**Activity list:**
1) Please translate this sentence from the text below on tracking stem cells in lung injury into Spanish: "Our results show that MSCs were visible in the lungs with fluorescence endomicroscopy."
2) Carry on the text below on tracking stem cells in lung injury from the point where it stops.

**Text:**
== == ==

Tracking of Mesenchymal Stem Cells with Fluorescence Endomicroscopy Imaging in Radiotherapy-Induced Lung Injury

Abstract

Mesenchymal stem cells (MSCs) have potential for reducing inflammation and promoting organ repair. However, limitations in available techniques to track them and assess this potential for lung repair have hindered their applicability. In this work, we proposed, implemented and evaluated the use of fluorescence endomicroscopy as a novel imaging tool to track MSCs in vivo. MSCs were fluorescently labeled and injected into a rat model of radiation-induced lung injury via endotracheal (ET) or intravascular (IV) administration. Our results show that MSCs were visible in the lungs with fluorescence endomicroscopy. Moreover, we developed an automatic cell counting algorithm to quantify the number of detected cells in each condition. We observed a significantly higher number of detected cells in ET injection compared to IV and a slight increase in the mean number of detected cells in irradiated lungs compared to control, although the latter did not reach statistical significance. Fluorescence endomicroscopy imaging is a powerful new minimally invasive and translatable tool that can be used to track and quantify MSCs in the lungs and help assess their potential in organ repair.

Figures

Figure 1. In vivo fluorescence endomicroscopy imaging of labeled MSCs in the lungs for each injection route and condition.

== == ==

**Data for review:**

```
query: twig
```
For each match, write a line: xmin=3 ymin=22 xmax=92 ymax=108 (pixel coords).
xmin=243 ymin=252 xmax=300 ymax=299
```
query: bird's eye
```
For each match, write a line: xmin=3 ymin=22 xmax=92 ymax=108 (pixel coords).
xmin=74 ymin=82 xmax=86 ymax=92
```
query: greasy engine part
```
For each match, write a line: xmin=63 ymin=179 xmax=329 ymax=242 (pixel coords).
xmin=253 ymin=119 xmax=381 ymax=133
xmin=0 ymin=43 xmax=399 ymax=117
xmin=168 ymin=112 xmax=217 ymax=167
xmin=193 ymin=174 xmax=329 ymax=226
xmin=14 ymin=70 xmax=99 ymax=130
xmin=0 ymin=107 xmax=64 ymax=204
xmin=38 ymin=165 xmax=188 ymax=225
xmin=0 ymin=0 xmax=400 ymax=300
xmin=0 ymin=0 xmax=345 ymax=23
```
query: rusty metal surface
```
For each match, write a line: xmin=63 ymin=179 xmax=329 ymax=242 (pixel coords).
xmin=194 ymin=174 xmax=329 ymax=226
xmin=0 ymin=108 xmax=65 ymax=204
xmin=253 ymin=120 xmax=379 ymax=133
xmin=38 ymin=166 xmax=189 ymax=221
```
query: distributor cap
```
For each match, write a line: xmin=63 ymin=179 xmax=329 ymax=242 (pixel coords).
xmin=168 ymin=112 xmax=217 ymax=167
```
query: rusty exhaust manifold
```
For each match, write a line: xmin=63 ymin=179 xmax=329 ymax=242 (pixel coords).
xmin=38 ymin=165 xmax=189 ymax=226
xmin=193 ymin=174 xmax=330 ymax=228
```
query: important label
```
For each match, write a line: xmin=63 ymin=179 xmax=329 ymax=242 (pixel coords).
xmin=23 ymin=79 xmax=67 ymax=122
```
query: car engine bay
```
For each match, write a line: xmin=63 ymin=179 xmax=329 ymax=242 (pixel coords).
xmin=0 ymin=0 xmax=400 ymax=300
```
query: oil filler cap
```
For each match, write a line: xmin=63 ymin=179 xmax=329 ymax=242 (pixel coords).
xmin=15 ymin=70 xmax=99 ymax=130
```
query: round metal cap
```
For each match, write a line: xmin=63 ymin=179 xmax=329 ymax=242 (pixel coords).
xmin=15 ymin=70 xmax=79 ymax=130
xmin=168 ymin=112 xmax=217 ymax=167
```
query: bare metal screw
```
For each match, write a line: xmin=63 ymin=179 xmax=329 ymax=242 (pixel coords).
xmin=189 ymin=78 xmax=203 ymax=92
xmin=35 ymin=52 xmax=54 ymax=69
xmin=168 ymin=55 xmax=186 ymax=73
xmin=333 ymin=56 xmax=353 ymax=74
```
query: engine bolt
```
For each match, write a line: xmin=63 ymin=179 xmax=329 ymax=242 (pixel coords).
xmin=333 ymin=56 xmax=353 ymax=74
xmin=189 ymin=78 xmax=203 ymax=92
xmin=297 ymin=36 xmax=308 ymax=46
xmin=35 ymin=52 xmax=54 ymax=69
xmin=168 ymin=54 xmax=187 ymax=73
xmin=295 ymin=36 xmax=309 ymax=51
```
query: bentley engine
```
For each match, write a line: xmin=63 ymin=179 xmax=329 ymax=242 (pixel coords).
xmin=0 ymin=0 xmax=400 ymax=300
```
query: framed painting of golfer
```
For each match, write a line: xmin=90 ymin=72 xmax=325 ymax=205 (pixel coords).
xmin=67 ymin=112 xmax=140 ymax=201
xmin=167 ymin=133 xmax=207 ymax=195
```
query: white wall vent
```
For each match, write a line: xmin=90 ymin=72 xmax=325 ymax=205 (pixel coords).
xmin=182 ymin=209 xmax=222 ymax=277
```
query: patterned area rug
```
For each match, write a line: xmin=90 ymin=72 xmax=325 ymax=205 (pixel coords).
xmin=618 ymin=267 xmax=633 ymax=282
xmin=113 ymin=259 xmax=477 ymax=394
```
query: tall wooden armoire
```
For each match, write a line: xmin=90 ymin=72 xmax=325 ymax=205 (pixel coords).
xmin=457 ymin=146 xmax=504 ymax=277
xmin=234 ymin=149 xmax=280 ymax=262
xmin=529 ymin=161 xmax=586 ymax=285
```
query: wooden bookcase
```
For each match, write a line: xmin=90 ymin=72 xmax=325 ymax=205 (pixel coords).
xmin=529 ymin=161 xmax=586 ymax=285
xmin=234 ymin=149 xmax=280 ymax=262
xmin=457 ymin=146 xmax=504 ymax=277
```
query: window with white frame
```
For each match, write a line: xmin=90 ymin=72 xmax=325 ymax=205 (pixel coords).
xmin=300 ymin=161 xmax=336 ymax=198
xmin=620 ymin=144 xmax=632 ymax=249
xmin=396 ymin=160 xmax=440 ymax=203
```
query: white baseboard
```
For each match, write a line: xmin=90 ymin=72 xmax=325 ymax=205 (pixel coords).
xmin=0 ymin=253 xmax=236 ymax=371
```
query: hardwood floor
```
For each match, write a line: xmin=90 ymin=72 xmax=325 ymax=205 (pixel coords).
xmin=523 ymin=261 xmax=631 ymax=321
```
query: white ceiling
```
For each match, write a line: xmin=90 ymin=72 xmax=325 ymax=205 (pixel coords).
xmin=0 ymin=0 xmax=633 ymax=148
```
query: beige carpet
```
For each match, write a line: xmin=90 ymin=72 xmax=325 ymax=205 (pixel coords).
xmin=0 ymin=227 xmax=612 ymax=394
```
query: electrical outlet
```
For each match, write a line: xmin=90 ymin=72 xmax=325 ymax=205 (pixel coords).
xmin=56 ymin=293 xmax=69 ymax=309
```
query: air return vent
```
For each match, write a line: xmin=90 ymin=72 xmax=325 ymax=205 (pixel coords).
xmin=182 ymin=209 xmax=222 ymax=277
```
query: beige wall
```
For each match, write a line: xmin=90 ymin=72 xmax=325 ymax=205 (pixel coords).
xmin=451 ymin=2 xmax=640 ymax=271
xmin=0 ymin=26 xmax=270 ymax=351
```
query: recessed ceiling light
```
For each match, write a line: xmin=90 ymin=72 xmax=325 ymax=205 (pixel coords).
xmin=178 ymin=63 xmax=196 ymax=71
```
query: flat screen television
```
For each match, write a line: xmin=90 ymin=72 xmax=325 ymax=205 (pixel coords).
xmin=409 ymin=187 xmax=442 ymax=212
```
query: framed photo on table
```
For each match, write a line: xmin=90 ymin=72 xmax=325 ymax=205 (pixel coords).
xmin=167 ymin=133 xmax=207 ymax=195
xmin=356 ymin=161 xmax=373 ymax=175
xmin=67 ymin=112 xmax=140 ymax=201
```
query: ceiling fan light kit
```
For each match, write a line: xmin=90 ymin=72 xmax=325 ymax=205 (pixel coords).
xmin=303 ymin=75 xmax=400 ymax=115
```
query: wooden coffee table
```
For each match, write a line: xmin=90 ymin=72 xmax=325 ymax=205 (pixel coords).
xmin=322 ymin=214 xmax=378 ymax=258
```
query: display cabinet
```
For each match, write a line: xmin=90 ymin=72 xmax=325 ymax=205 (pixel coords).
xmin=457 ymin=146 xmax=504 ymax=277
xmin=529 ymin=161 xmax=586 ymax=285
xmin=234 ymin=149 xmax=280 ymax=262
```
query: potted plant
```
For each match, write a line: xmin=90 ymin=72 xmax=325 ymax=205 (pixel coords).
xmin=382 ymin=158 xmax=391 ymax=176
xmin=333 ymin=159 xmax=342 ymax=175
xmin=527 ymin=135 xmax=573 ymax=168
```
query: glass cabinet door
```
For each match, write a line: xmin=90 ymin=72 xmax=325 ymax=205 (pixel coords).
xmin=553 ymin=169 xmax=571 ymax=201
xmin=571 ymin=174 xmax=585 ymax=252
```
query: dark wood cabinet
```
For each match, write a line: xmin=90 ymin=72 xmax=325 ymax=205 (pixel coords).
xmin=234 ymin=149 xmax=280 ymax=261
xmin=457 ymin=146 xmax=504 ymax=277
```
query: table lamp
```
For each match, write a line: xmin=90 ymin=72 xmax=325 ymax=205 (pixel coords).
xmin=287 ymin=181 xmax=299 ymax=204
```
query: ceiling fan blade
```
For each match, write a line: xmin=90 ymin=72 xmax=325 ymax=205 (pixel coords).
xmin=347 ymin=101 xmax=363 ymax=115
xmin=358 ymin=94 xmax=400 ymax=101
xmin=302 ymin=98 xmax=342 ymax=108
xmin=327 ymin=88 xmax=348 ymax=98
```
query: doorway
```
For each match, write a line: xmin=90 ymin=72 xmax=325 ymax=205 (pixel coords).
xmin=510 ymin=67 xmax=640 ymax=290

== == ==

**Answers for each item:**
1) Nuestros resultados muestran que las MSC eran visibles en los pulmones con la endomicroscopia de fluorescencia.

2)
Representative images from video sequences. MSC appear as bright spots (examples of cells shown by red arrows). (a) Ctrl-MSC ET. (b) RT-MSC ET. (c) Ctrl-MSC IV. (d) RT-MSC IV. Cells appear brighter and more numerous in ET injection (top row) compared to IV (bottom row). More cells are observed in irradiated lungs (right) compared to controls (left).

Figure 2. Automatic cell counting algorithm for image quantification.

Each frame in the video sequence is treated as a stand alone image. (a) Summary of workflow. (b) Original representative image. (c) First contrast is enhanced followed by granulometry (d) to determine objects size and image opening. (e) Then, a threshold is applied to highlight bright cells. (f) Finally, cells are counted with connected component analysis.

Figure 3. Automatic cell counting algorithm validation.

Graph represents number of counted cells for each random frame comparing inter-observer variability and visual vs automatic counting with residual differences. (a) Inter-observer variability ET. (b) Inter-observer variability IV. (c) Visual vs Automatic ET. (d) Visual vs Automatic IV.

Figure 4. Number of detected cells per video frame in a representative video sequence.

Representative cell count per frame using the automatic cell counting algorithm for ET (a) and IV (b). As the microendoscope probe moves in the lungs acquiring images, the number of detected cells varies.

Figure 5. Mean number of detected cells for intravascular and endotracheal injection.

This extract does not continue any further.